■ WORK INSTRUCTIONS
**1)** In the Dead of Winter review, write out the passage from "Dead of winter box" up to and including "silliness of it.", word for word.
**2)** Can you turn the paragraph of the Dead of Winter review that begins "To help out your colony of survivors" into a short list that keeps its main facts?

Dead of winter box cover

Dead of Winter: A Crossroads Game Review

Does the lighthearted zombie theme right, just make sure you embrace the silliness of it.

A strongly thematic zombie survival semi-coop game, where the Ameritrash story takes precedence: dumb things just happen and you’re along for the ride. 60-150 minutes, 4-6 players.

Video published February 19th, 2021

 

Overview & How to Play

In Dead of Winter, you and your friends are going to each control a handful of survivors, working together as a group that’s trying to survive a brutal winter at this colony—with of course, some zombies shambling around.

You’ll all have one Main Objective you’re trying to do, but-but-but: everyone also has a Secret Objective they have to do in order for them to individually win the game. So if the game ends with the Main objective completed, but you haven’t finished your own Secret Objective—so as an example say you fail to have 3 extra food cards in your hand—you lose the game. Oh, then there’s a traitor mechanic, as some players will be a Betrayer! Some of these Secret Objectives will have an extra mission: that you WANT to sabotage the Main Colony after completing your Secret Objective.

To help out your colony of survivors, or do sinister silly things, you can move your survivors to different locations outside of the colony, like a Police Station, or a Library. While at those places, you can spend actions to scavenge items from the location’s search deck. Also every round, zombies spawn in any locations that have survivors in them—including the home colony—and you have to spend Food to feed everyone.

This all goes on until you all lose from Morale loss if too much sadness happens to your colony, like death or starvation, or until the Main Objective is completed, where you all reveal your Secret Objectives and check to see who actually wins. It could be some people, no people, or everyone!

Pros

First of all, this game just looks and feels great. Everything is really well colored and stands out well with a frosted-over look, and color schemes are good throughout. What’s more, the game comes with enough plastic bags to hold everything so you don’t have to worry about storage.

On top of all that, Dead of Winter has a good rulebook that’s really concise with plenty of pictures and examples. This lines up amazingly with the player aids that are the GOLD standard for aids: they show everything, help you organize your cards, while looking great overall.

Now this is technically a ‘Crossroads’ game, meaning that there’s an event deck of 80 cards that is drawn from every turn, which can potentially trigger if those conditions are met. This is a really cool idea with a massive novelty factor that makes it feel like anything can happen. Survivors can fall in love, survivors can get kidnapped, people can party, yadada we can’t spoil too much. Crossroads will have a decision that will either be made by the survivor involved, or the group as a whole, which give you gripping decisions like: getting mauled by zombies or shot by bandits—man both these options suck. This makes the game feel VERY alive, like an actual zombie apocalypse with unexpected twists and turns.

(Data excerpts)

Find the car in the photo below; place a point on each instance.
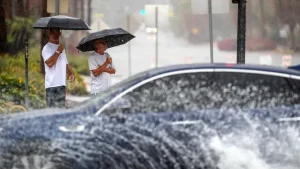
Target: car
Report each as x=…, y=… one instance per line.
x=198, y=87
x=163, y=118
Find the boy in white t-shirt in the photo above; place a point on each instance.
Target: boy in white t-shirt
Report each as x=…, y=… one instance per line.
x=101, y=67
x=56, y=70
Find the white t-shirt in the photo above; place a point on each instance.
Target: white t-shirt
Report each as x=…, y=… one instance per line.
x=56, y=75
x=102, y=81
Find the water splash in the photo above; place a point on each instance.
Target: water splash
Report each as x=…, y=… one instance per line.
x=160, y=141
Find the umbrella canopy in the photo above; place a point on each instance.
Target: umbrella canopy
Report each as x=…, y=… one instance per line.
x=61, y=22
x=112, y=37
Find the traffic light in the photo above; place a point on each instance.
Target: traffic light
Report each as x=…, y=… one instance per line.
x=143, y=12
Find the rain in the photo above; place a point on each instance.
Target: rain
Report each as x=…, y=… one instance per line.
x=181, y=94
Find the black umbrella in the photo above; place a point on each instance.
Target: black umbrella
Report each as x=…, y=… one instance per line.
x=61, y=22
x=112, y=37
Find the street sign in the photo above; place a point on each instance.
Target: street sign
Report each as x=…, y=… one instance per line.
x=63, y=6
x=218, y=6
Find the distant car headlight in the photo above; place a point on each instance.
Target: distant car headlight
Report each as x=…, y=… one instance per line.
x=151, y=30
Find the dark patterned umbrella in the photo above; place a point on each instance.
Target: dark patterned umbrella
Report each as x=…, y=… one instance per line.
x=61, y=22
x=112, y=37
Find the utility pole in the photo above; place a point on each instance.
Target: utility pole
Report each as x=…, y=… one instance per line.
x=241, y=35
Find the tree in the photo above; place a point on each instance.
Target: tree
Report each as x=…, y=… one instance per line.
x=8, y=9
x=20, y=8
x=89, y=12
x=82, y=9
x=3, y=32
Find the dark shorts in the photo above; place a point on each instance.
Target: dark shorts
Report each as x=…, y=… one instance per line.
x=56, y=96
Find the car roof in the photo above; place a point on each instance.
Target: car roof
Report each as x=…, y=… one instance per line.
x=267, y=68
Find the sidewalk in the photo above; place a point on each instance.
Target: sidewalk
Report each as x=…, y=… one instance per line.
x=72, y=100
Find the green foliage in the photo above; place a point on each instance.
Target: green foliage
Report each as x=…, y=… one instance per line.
x=80, y=63
x=19, y=24
x=12, y=80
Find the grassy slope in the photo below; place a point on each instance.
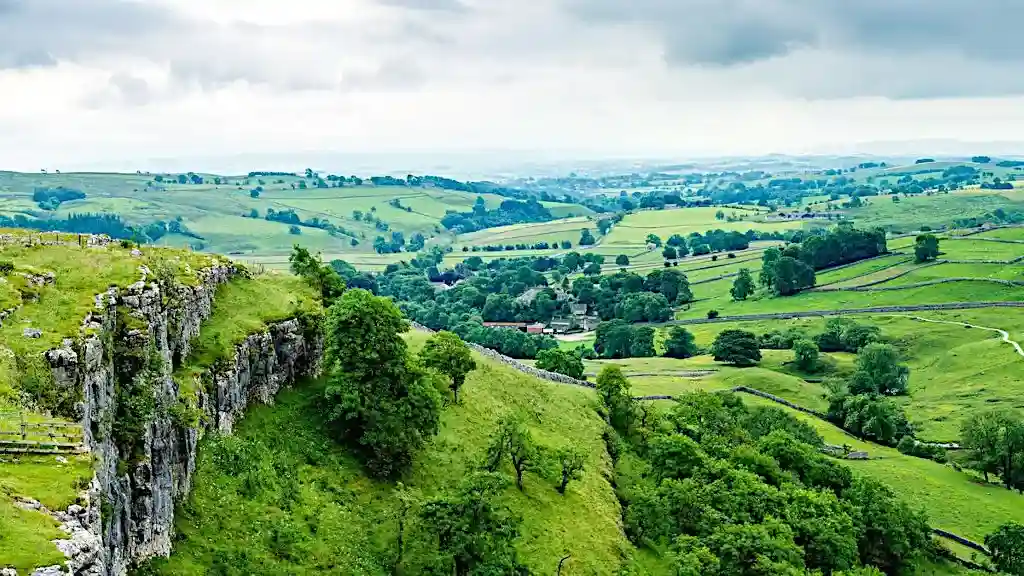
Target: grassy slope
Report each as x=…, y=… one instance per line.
x=961, y=291
x=217, y=212
x=244, y=306
x=353, y=517
x=955, y=501
x=25, y=536
x=635, y=228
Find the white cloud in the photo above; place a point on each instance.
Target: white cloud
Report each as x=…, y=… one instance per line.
x=110, y=83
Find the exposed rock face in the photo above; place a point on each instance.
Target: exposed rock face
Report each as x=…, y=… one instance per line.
x=136, y=338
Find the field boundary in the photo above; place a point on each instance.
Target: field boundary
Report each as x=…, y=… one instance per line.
x=823, y=313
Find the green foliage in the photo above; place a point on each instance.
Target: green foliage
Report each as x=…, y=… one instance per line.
x=446, y=354
x=474, y=536
x=994, y=444
x=514, y=440
x=805, y=355
x=377, y=397
x=742, y=286
x=736, y=346
x=562, y=362
x=616, y=399
x=926, y=247
x=322, y=278
x=880, y=371
x=731, y=491
x=1007, y=548
x=842, y=334
x=680, y=343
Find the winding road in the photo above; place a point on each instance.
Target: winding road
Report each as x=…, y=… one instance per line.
x=1006, y=335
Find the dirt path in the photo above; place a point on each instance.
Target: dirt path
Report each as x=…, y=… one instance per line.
x=1004, y=333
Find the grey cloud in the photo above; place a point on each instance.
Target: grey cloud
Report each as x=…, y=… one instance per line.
x=36, y=33
x=443, y=5
x=730, y=32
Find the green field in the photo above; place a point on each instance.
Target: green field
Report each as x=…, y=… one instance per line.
x=219, y=213
x=345, y=523
x=955, y=292
x=635, y=228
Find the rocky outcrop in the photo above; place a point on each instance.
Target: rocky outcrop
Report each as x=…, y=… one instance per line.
x=142, y=429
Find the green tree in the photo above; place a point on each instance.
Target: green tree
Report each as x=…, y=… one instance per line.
x=792, y=276
x=376, y=397
x=926, y=247
x=995, y=444
x=515, y=441
x=474, y=535
x=562, y=362
x=736, y=346
x=879, y=371
x=571, y=461
x=446, y=354
x=680, y=343
x=805, y=355
x=616, y=399
x=321, y=277
x=587, y=238
x=742, y=286
x=1006, y=545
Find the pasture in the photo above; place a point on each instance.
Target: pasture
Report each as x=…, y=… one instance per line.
x=635, y=228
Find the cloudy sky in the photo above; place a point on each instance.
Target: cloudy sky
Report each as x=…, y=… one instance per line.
x=109, y=83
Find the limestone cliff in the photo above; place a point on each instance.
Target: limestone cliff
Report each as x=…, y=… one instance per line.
x=142, y=436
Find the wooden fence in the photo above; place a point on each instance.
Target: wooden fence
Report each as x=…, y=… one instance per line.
x=18, y=435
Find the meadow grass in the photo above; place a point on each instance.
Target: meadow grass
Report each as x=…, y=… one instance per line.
x=912, y=212
x=859, y=269
x=635, y=228
x=968, y=249
x=1003, y=234
x=953, y=500
x=955, y=292
x=26, y=535
x=346, y=523
x=243, y=306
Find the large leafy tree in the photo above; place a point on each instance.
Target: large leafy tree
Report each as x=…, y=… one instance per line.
x=736, y=346
x=742, y=286
x=446, y=354
x=472, y=533
x=562, y=362
x=879, y=371
x=926, y=247
x=377, y=398
x=680, y=343
x=1007, y=548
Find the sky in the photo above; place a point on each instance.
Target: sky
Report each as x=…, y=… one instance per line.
x=128, y=84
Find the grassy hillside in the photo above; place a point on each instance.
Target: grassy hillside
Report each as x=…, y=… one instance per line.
x=220, y=213
x=303, y=506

■ RESULTS
**1)**
Dead of winter box cover

Dead of Winter: A Crossroads Game Review

Does the lighthearted zombie theme right, just make sure you embrace the silliness of it.

**2)**
- Survivors can move to locations outside the colony, such as a Police Station or a Library, to help the colony or to do sinister things.
- At those locations, you can spend actions to scavenge items from the location's search deck.
- Every round, zombies spawn in any location that has survivors, including the home colony.
- Every round, you must also spend Food to feed everyone.